[BRANO FORNITO]

Di tutti i Paesi europei, l’Ungheria è quello con il tasso di vaccinazione tra i più bassi: solo 6 milioni di persone hanno ricevuto due dosi, 3 milioni la terza. Allora perché stanno già cominciando a somministrare la quarta dose?

Partiamo con il fare un quadro della situazione. Israele e Cile sono gli unici paesi al mondo che hanno già iniziato a somministrarla, mentre per quanto riguarda l’Europa, in particolare i Paesi dell’Unione Europea, solo Danimarca, Grecia e Spagna hanno iniziato a fare qualche passo avanti, limitandola solo alle persone più fragili.

La variante Omicron sta imponendo nuove regolamentazioni a livello di quarantena e delle sue tempistiche, ma soprattutto sta diventando una fonte sempre maggiore di pressione per gli Stati a dover affrettare le somministrazioni delle dosi di vaccino. L’Olanda è uno dei primi Stati a reimporre un lockdown duro all’inizio della nuova ondata scatenata dalla variante. Ma alcune autorità locali minacciano di riaprire le attività a prescindere dalle disposizioni, cosa che potrebbe generare caos totale.

[/BRANO FORNITO]
[MATERIALE FORNITO]

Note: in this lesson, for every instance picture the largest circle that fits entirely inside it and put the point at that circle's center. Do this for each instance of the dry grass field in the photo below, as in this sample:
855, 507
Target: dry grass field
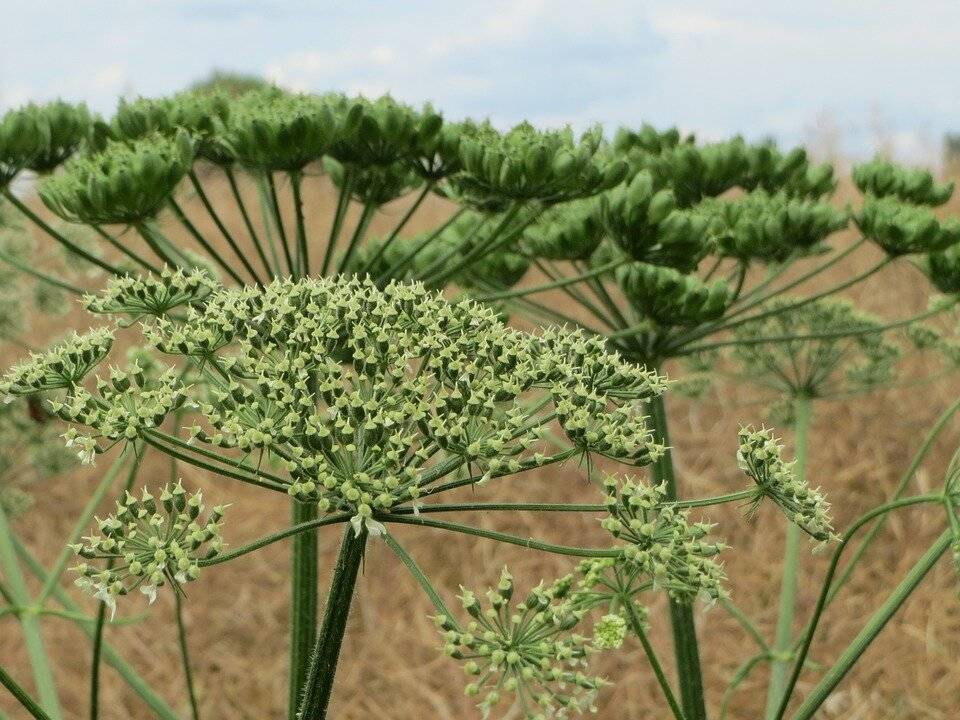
392, 668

[/MATERIALE FORNITO]

QUESITO 1
In base al brano sulla quarta dose, che cosa spinge gli Stati ad accelerare la somministrazione dei vaccini? Rispondi in una o due frasi.
QUESITO 2
Elenca tutti i Paesi nominati nel brano sulla quarta dose.
Le righe sono un materiale a sé, distinto dal brano.

RISPOSTA SCRITTA 1
Gli Stati sono spinti dalla variante Omicron, che sta diventando una fonte di pressione sempre maggiore. Oltre a questo, la variante sta imponendo nuove regole sulla quarantena e sui suoi tempi.

RISPOSTA SCRITTA 2
- Ungheria
- Israele
- Cile
- Danimarca
- Grecia
- Spagna
- Olanda